= Problem =
Identify the line in which "Note to the class: indicate the black" appears, then reproduce that line and all remaining lines of the records word for word.

Data extract start

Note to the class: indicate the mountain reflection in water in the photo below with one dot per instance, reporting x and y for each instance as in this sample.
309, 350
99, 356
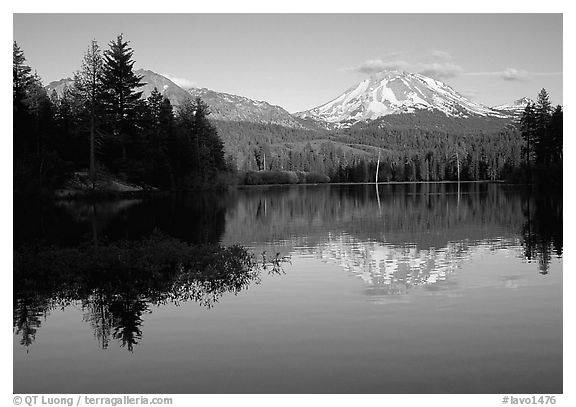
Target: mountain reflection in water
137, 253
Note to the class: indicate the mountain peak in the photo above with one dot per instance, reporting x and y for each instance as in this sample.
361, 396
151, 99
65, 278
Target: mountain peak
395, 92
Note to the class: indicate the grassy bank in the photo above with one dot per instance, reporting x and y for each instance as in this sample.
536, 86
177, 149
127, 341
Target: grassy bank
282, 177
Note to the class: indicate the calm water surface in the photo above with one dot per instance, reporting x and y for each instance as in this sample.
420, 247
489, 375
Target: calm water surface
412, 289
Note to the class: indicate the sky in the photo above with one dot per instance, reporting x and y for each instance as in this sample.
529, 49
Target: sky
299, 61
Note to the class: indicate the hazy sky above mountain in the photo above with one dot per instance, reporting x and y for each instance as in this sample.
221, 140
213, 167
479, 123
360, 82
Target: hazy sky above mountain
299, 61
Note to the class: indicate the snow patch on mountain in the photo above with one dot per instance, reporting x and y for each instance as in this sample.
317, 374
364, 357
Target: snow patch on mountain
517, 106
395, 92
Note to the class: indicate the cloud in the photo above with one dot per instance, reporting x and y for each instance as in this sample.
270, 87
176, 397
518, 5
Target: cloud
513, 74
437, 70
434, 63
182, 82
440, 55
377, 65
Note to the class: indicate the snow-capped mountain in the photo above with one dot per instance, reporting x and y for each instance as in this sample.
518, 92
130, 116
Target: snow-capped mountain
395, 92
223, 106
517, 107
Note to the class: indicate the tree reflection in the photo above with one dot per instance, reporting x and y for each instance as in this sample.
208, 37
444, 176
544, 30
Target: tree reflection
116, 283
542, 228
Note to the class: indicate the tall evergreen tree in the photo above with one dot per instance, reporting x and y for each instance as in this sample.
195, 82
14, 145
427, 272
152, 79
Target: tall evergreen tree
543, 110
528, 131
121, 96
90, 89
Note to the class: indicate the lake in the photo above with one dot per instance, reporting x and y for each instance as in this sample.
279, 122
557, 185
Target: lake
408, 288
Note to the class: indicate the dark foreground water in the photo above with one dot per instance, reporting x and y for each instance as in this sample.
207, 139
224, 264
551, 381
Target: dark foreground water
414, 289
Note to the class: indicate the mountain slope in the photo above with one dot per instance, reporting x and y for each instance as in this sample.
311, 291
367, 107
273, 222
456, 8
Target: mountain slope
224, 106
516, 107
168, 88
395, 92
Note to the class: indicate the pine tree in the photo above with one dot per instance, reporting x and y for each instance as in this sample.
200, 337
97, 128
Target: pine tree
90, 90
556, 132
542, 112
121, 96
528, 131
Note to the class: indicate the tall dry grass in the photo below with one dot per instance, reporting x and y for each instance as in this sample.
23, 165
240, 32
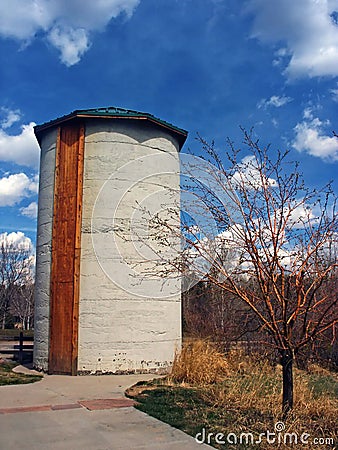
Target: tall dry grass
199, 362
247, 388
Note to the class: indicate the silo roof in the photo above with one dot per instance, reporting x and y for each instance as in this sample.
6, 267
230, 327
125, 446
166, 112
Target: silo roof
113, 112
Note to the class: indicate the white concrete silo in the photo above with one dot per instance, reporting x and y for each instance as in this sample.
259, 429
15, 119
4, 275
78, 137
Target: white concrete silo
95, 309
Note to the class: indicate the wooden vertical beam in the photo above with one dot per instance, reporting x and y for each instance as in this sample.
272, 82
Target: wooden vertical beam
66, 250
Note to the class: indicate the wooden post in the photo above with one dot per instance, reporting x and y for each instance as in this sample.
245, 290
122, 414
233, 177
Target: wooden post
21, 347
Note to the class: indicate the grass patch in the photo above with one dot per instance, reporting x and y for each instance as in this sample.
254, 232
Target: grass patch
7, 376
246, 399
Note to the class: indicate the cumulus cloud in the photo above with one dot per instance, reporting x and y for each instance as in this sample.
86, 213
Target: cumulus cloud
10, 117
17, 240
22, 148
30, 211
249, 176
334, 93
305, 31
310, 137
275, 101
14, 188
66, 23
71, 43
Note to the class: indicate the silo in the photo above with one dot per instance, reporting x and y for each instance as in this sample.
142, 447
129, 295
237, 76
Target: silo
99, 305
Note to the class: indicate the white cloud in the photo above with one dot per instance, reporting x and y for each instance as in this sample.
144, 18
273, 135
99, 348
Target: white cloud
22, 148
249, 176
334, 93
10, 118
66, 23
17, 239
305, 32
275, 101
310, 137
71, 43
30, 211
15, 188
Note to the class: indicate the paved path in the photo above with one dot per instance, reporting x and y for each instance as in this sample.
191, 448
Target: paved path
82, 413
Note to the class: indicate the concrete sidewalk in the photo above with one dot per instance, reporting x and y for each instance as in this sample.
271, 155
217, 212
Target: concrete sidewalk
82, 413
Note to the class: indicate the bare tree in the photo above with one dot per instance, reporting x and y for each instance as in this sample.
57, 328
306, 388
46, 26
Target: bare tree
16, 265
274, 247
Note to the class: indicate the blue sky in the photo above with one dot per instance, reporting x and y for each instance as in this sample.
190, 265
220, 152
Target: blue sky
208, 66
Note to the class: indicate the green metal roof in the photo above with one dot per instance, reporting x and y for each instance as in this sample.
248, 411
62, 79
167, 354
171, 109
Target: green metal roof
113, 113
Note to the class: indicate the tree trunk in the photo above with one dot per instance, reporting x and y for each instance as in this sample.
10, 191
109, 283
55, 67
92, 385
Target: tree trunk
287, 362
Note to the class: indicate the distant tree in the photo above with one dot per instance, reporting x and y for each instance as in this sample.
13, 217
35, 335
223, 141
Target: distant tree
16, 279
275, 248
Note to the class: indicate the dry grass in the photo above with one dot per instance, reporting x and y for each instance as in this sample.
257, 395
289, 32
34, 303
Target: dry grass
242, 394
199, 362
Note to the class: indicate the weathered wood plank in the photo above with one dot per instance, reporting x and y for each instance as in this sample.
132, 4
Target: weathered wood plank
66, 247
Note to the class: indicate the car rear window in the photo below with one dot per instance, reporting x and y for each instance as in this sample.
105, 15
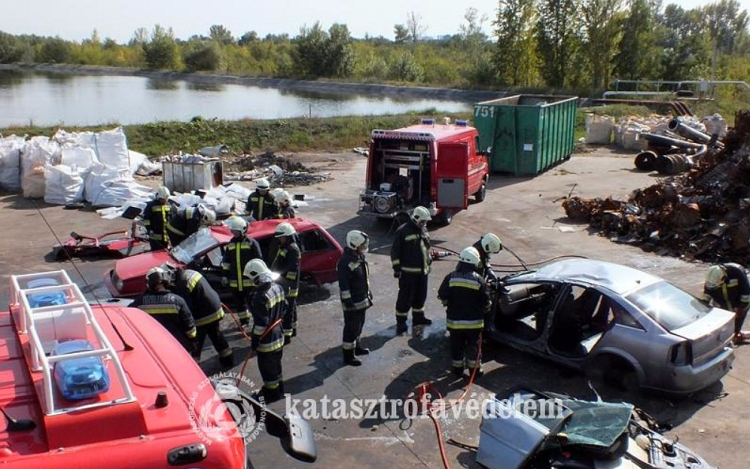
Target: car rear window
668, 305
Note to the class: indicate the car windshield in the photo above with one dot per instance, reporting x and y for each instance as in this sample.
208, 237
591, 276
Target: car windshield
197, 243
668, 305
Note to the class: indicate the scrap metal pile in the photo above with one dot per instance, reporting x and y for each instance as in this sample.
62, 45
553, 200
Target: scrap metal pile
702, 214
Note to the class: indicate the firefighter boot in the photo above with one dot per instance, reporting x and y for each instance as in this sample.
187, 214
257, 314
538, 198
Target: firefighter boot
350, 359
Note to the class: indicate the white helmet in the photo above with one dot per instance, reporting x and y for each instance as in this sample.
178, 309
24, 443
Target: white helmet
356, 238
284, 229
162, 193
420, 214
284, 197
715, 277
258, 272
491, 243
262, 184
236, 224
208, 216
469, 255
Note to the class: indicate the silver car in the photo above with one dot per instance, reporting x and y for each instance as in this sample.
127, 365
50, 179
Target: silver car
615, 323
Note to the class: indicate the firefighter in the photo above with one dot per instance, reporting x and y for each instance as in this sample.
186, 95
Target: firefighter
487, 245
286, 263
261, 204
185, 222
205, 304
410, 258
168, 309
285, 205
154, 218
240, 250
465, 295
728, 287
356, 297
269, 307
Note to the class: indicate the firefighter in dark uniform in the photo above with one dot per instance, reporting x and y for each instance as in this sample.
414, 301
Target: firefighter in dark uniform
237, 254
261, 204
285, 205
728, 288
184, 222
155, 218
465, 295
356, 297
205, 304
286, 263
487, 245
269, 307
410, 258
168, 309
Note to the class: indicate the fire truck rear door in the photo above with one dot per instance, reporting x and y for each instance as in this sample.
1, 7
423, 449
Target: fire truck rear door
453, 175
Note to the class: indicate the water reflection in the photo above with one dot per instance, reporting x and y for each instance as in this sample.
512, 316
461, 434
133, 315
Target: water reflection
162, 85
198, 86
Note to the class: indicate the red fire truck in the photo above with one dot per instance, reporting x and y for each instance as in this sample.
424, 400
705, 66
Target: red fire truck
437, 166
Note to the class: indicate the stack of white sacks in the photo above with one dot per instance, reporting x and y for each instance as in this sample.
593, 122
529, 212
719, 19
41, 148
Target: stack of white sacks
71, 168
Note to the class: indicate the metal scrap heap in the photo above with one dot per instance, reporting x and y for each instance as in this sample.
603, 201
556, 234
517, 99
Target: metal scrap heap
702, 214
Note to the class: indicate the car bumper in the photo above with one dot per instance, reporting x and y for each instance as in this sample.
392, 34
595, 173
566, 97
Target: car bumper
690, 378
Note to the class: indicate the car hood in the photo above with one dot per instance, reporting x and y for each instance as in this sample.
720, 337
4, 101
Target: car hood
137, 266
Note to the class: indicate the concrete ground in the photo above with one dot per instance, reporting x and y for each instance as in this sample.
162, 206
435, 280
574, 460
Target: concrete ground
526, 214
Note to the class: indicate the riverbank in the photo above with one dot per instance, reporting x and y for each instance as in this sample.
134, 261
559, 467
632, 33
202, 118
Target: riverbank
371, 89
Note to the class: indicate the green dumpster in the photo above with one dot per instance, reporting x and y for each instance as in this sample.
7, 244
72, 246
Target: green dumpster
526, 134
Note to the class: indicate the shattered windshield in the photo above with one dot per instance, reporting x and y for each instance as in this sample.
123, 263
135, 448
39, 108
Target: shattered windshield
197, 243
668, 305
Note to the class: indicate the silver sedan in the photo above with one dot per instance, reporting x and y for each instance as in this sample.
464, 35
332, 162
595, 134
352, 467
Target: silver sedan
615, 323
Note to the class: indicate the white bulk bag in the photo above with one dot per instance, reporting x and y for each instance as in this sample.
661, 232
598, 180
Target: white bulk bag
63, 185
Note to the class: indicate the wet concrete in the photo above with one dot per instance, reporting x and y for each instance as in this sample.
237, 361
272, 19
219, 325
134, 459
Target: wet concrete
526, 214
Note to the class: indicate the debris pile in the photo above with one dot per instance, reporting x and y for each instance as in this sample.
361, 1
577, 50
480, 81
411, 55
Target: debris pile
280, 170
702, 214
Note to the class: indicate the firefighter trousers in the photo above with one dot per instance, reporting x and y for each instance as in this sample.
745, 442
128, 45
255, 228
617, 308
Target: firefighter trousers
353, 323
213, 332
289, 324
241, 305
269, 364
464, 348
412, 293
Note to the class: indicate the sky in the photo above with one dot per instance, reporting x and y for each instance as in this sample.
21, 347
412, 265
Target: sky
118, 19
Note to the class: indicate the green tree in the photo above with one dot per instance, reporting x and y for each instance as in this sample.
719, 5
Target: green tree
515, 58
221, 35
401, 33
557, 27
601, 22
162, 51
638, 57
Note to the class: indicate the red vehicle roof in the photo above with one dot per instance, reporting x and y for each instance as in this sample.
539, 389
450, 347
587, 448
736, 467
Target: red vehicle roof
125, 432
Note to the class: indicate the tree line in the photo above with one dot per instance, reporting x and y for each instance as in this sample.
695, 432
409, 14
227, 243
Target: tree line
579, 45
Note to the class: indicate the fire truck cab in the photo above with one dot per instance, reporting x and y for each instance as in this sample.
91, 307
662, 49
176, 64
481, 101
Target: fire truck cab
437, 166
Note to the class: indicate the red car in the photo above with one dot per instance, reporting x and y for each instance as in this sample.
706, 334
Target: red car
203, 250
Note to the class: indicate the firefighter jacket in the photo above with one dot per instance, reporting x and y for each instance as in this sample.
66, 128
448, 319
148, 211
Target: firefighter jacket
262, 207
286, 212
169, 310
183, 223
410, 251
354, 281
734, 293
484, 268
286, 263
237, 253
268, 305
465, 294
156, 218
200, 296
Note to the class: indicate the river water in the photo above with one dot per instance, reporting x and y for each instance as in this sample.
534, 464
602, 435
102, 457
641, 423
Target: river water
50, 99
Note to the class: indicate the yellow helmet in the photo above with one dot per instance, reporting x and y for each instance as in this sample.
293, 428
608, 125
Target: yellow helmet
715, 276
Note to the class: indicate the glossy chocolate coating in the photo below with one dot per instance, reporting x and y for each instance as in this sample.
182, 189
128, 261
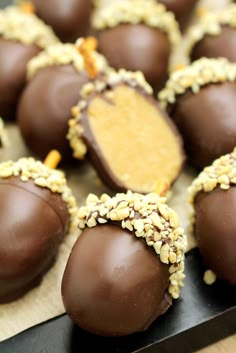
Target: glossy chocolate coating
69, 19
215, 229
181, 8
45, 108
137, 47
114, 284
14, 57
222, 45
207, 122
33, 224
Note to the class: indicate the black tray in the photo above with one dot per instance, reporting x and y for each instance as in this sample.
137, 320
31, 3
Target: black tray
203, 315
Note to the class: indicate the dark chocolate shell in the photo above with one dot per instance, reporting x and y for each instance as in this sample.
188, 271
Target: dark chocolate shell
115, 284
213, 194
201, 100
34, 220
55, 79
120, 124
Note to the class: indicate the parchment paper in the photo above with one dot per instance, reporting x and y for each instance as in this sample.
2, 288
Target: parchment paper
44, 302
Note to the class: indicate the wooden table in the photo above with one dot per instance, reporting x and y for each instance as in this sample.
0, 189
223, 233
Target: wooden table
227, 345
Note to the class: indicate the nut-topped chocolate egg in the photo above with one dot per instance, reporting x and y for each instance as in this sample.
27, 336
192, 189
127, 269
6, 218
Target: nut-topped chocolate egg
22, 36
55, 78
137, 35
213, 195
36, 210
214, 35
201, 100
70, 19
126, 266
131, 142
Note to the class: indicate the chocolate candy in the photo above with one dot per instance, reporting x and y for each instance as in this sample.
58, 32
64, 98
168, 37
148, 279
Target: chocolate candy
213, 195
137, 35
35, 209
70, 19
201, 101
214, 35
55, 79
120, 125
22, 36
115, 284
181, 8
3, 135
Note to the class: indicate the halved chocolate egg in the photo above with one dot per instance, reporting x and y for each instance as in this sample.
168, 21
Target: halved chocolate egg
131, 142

Data extract end

= Response =
Note to the class: indicate the black tray in the photo above with one dot per instance, reporting x and y for each instance as in this sample.
137, 320
31, 3
Target: black tray
203, 315
Note to the class: indicate the dark chocolate shell in the photo above with one dot per instance, reporting x and y for each instance as in this sample.
188, 271
Target: dark chocolate shell
115, 284
213, 194
201, 100
34, 220
55, 79
120, 124
Note to the class: indicate the parchment paper in the photo above with one dot per instance, reporting x and y for each instance as in this sample.
2, 288
Target: parchment paper
44, 302
Note to the class: indicate the wooden table in the photo above with one dot per instance, reporting x and y for each instance as in this sample.
0, 189
223, 233
Target: wooden table
227, 345
Note to the class: indicate the nut-topped chocolate egg in the photo above with one dot per instance, reporting x and y for each instance as in this sample.
27, 336
192, 189
127, 269
6, 218
Target: nut-topped chocolate egg
22, 36
55, 78
137, 35
213, 195
36, 210
214, 35
201, 100
70, 19
126, 266
131, 142
Note to the class: indicate the chocolate candy in the photo above with one dot per instance, reporting x and y for each instance as in this sample.
58, 32
64, 98
168, 37
148, 279
Target: chocolate candy
213, 195
137, 35
35, 209
70, 19
201, 101
214, 35
55, 79
120, 125
22, 36
115, 284
181, 8
3, 135
Note to the class: indicate the halved chocolate egg in the photo above with one dot per instance, reporting x and y for each instance as in this sample.
168, 21
Target: halved chocolate egg
131, 142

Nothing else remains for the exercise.